:: Task requirements ::
A - Translate this sentence from the story about pregnancy below into Spanish: "We didn't want to risk a baby's health due to impatience."
B - For each statement, say yes or no depending on whether it agrees with the story about pregnancy below, and quote the deciding words: (i) The couple heard the heartbeat at 6 weeks. (ii) They waited 6 months after the DNC before trying again. (iii) The couple married in 2013.

:: Extract ::
****************

God's Unfailing Love
- Ashley Swadley -
My husband and I met in high school and married in 2011. We have been through about everything humanly possible and I know God put us together for a reason.
In 2013 we decided it was time to start our family. After 9 months of trying, we got pregnant! We heard the heartbeat at 6 weeks and were thrilled! We told our family and closest friends. We went back at 10 weeks and the heart beat was gone. When we experienced this loss, I believed God had better things in store for us and our next pregnancy would be fine.
We waited the recommended 3 months after our DNC to start trying. We didn't want to risk a baby's health due to impatience. On New Year's Eve of 2014 we found out we were pregnant with my daughter.

****************

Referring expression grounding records
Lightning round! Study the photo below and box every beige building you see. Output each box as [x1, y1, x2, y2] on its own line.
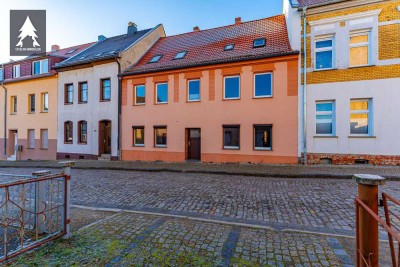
[56, 23, 165, 160]
[0, 44, 91, 160]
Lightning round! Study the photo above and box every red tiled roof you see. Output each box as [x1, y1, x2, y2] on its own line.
[298, 0, 346, 7]
[124, 15, 297, 75]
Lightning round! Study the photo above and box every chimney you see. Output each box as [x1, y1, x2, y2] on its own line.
[97, 35, 107, 42]
[127, 22, 137, 35]
[235, 17, 242, 25]
[51, 45, 60, 52]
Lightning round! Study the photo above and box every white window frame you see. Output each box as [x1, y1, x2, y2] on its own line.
[187, 79, 201, 102]
[40, 92, 49, 113]
[153, 126, 168, 147]
[253, 72, 274, 98]
[156, 83, 169, 104]
[223, 75, 241, 100]
[349, 98, 373, 136]
[222, 125, 241, 150]
[314, 35, 336, 71]
[134, 84, 146, 106]
[13, 64, 21, 78]
[32, 58, 50, 75]
[132, 126, 145, 147]
[28, 129, 35, 149]
[315, 100, 336, 136]
[349, 29, 372, 68]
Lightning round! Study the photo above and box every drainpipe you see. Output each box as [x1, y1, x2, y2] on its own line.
[303, 7, 307, 165]
[115, 57, 122, 160]
[1, 64, 7, 159]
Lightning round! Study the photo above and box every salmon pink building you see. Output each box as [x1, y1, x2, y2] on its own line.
[121, 15, 298, 164]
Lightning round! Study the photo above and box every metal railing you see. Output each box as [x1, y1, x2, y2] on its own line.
[0, 172, 70, 262]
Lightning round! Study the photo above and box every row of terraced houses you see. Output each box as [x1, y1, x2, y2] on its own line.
[0, 0, 400, 165]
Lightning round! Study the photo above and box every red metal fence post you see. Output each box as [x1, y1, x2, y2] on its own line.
[58, 161, 75, 239]
[32, 170, 51, 234]
[353, 174, 385, 267]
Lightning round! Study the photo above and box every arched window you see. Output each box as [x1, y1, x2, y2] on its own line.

****************

:: Activity answers ::
A - No queríamos arriesgar la salud de un bebé por impaciencia.

B -
(i) Yes: "We heard the heartbeat at 6 weeks and were thrilled!"
(ii) No: "We waited the recommended 3 months after our DNC to start trying."
(iii) No: "My husband and I met in high school and married in 2011."